PROBLEM DESCRIPTION ▸
Collect each line in the entries below that contains the word "water". Treat uppercase and lowercase letters as different.

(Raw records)

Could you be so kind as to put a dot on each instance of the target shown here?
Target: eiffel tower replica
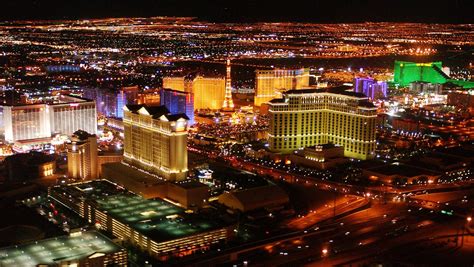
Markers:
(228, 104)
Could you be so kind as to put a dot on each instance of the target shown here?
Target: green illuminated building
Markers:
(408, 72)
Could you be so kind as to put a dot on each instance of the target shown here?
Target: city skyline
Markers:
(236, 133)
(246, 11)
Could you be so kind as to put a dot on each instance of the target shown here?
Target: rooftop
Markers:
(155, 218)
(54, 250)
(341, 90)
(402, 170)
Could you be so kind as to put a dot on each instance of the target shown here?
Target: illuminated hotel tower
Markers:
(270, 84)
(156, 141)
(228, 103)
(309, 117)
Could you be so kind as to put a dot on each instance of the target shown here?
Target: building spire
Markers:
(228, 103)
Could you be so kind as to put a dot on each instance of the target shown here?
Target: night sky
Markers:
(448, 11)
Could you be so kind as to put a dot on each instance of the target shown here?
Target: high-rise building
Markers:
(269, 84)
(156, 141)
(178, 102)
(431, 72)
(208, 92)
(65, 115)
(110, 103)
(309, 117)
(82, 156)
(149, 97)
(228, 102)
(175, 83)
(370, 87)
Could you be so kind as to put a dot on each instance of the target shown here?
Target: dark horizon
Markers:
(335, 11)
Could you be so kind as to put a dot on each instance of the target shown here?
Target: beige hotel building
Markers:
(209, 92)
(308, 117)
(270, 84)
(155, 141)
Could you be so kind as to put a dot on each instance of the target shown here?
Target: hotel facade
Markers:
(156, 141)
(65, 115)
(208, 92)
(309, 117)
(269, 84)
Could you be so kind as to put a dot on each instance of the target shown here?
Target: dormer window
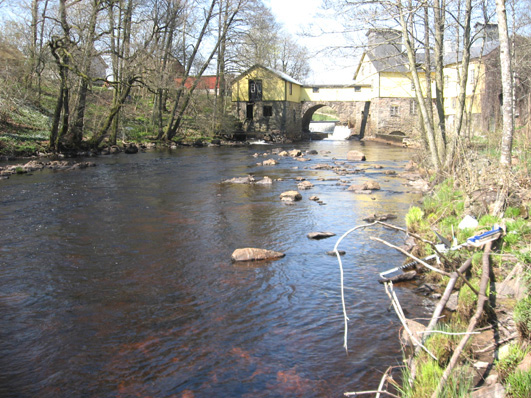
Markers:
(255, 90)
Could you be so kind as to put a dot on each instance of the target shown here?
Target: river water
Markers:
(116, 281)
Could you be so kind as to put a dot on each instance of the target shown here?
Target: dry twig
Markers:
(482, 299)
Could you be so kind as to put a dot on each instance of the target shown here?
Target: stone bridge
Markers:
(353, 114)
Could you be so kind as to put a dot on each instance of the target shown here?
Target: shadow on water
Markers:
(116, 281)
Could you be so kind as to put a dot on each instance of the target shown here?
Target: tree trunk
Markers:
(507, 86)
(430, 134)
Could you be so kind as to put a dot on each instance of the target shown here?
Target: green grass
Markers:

SOLUTION FOR THIS PROBLEM ▸
Target: river water
Target: shadow on water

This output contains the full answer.